What you will do: Word for word, repeat all the entries below, but without the pictures.

[Segmentation mask data]
• • •

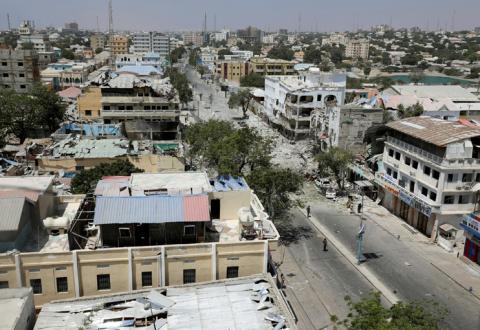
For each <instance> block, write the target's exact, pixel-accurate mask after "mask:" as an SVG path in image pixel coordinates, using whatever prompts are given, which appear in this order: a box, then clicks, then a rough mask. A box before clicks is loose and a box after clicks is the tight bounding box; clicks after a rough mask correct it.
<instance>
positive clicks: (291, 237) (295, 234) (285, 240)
mask: <svg viewBox="0 0 480 330" xmlns="http://www.w3.org/2000/svg"><path fill="white" fill-rule="evenodd" d="M292 221H293V219H292V217H291V216H288V215H287V216H285V217H283V218H281V219H279V220H278V221H276V222H275V226H276V227H277V230H278V232H279V233H280V243H281V244H282V245H285V246H289V245H290V244H292V243H294V244H296V243H298V242H299V241H300V240H302V239H309V238H310V237H312V235H313V230H312V228H311V227H310V226H304V225H295V224H294V223H292Z"/></svg>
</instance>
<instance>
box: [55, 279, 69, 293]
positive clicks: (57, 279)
mask: <svg viewBox="0 0 480 330" xmlns="http://www.w3.org/2000/svg"><path fill="white" fill-rule="evenodd" d="M57 292H68V279H67V278H66V277H57Z"/></svg>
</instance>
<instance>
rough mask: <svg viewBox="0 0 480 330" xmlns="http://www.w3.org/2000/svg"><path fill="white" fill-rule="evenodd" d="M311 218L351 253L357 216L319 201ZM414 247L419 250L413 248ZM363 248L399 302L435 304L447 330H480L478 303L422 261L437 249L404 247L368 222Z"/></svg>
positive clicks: (328, 204)
mask: <svg viewBox="0 0 480 330" xmlns="http://www.w3.org/2000/svg"><path fill="white" fill-rule="evenodd" d="M312 214H313V215H314V216H315V217H316V218H317V219H319V220H320V221H321V222H322V224H323V225H324V226H326V227H327V228H328V229H329V230H330V231H331V232H333V233H335V237H336V238H337V239H338V240H340V241H341V242H342V243H343V244H344V245H345V246H347V247H348V248H349V249H350V251H351V252H352V253H354V251H355V239H354V237H355V233H356V232H357V231H358V227H359V221H360V220H359V218H358V216H356V215H349V214H344V213H343V212H341V211H340V210H338V209H335V208H334V207H332V205H331V204H329V203H327V202H322V201H318V202H317V203H316V204H315V205H312ZM415 244H418V245H422V246H416V247H415V246H412V245H415ZM364 247H365V248H364V252H365V253H375V254H376V255H377V256H378V258H373V259H369V260H368V261H367V264H368V266H369V268H370V269H371V270H372V271H373V273H374V274H375V275H376V276H377V277H378V278H379V279H380V280H381V281H382V282H383V283H384V284H385V285H386V286H388V287H389V288H391V289H392V290H396V291H397V295H398V297H399V298H400V299H402V300H407V301H414V300H417V301H418V300H422V299H433V300H436V301H438V302H440V303H441V304H442V305H444V306H445V307H446V308H447V309H448V310H449V315H448V316H447V317H446V320H445V323H446V324H445V325H446V326H447V327H449V328H450V329H480V301H479V300H478V299H476V298H475V297H473V296H472V295H471V294H469V293H468V292H467V291H465V290H464V289H463V288H461V287H460V286H458V285H457V284H455V283H454V282H453V281H452V280H451V279H449V278H448V277H446V276H445V275H444V274H442V273H441V272H439V271H438V270H437V269H436V268H434V267H433V266H432V265H431V264H430V263H429V262H428V261H427V260H426V259H425V258H424V257H422V255H421V250H422V249H430V248H436V247H433V246H429V245H425V244H422V243H412V242H409V243H408V245H407V244H406V243H405V242H403V241H401V240H397V239H395V238H394V237H392V235H390V234H389V233H387V232H386V231H385V230H383V229H382V228H381V227H380V226H378V225H377V224H375V223H374V222H373V221H370V220H367V232H366V236H365V245H364ZM340 272H342V269H339V272H338V273H340Z"/></svg>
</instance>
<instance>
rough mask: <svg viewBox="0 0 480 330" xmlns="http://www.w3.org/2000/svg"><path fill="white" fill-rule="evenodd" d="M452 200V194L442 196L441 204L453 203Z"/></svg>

• • •

Response:
For each <instance> block, write the target's exact, pixel-accurate mask after "mask:" as an SVG path in image pixel coordinates, using whatever prompts are given, which appear in this order: a box, then clicks, then a rough mask. A box before clicks is loose and a box after clicks is the tight bounding box; clicks after a rough mask correct it.
<instance>
positive clicks: (291, 237) (295, 234) (285, 240)
mask: <svg viewBox="0 0 480 330" xmlns="http://www.w3.org/2000/svg"><path fill="white" fill-rule="evenodd" d="M292 221H293V219H292V217H291V216H288V215H287V216H285V217H283V218H281V219H279V220H278V221H276V222H275V226H276V227H277V230H278V232H279V233H280V243H281V244H282V245H285V246H289V245H290V244H292V243H294V244H296V243H298V242H299V241H300V240H302V239H309V238H310V237H312V235H313V230H312V228H311V227H310V226H304V225H295V224H294V223H292Z"/></svg>
</instance>
<instance>
box: [55, 279, 69, 293]
positive clicks: (57, 279)
mask: <svg viewBox="0 0 480 330" xmlns="http://www.w3.org/2000/svg"><path fill="white" fill-rule="evenodd" d="M57 292H68V279H67V278H66V277H57Z"/></svg>
</instance>
<instance>
rough mask: <svg viewBox="0 0 480 330" xmlns="http://www.w3.org/2000/svg"><path fill="white" fill-rule="evenodd" d="M311 218L351 253L357 216L319 201ZM414 247L419 250L413 248ZM363 248L399 302L435 304L447 330H480L478 303L422 261L437 249L404 247L368 222Z"/></svg>
positive clicks: (328, 204)
mask: <svg viewBox="0 0 480 330" xmlns="http://www.w3.org/2000/svg"><path fill="white" fill-rule="evenodd" d="M312 214H313V215H314V216H315V217H316V218H317V219H319V220H320V221H321V222H322V224H323V225H324V226H326V227H327V228H328V229H329V230H330V231H331V232H333V233H335V237H336V238H337V239H338V240H340V241H341V242H342V243H343V244H344V245H345V246H347V247H348V248H349V249H350V251H351V252H352V253H354V251H355V239H354V237H355V233H356V232H357V231H358V227H359V221H360V220H359V218H358V216H356V215H349V214H344V213H343V212H341V211H340V210H338V209H335V208H334V207H332V205H331V204H329V203H327V202H322V201H318V202H317V203H316V204H315V205H312ZM415 244H418V245H422V246H416V247H415V246H412V245H415ZM364 247H365V248H364V252H365V253H375V254H376V255H377V256H378V258H373V259H369V260H368V261H367V264H368V266H369V268H370V269H371V270H372V271H373V273H374V274H375V275H376V276H377V277H378V278H379V279H380V280H381V281H382V282H383V283H384V284H385V285H386V286H388V287H389V288H391V289H392V290H396V291H397V295H398V297H399V298H400V299H402V300H407V301H414V300H417V301H418V300H422V299H433V300H436V301H438V302H440V303H441V304H442V305H444V306H445V307H446V308H447V309H448V310H449V315H448V316H447V317H446V320H445V323H446V324H445V325H446V326H447V327H449V328H450V329H480V301H479V300H478V299H476V298H475V297H473V296H472V295H471V294H469V293H468V292H467V291H465V290H464V289H463V288H461V287H460V286H458V285H457V284H455V283H454V282H453V281H452V280H451V279H449V278H448V277H446V276H445V275H444V274H442V273H441V272H439V271H438V270H437V269H436V268H434V267H433V266H432V265H431V264H430V263H429V262H428V261H427V260H426V259H425V258H424V257H422V255H421V250H422V249H430V248H436V247H433V246H429V245H425V244H422V243H412V242H409V243H408V245H407V244H406V243H405V242H403V241H401V240H397V239H395V238H394V237H392V235H390V234H389V233H387V232H386V231H385V230H383V229H382V228H381V227H380V226H378V225H377V224H375V223H374V222H373V221H370V220H367V232H366V236H365V245H364ZM340 272H342V269H339V272H338V273H340Z"/></svg>
</instance>
<instance>
rough mask: <svg viewBox="0 0 480 330" xmlns="http://www.w3.org/2000/svg"><path fill="white" fill-rule="evenodd" d="M452 200V194L442 196L441 204L453 203Z"/></svg>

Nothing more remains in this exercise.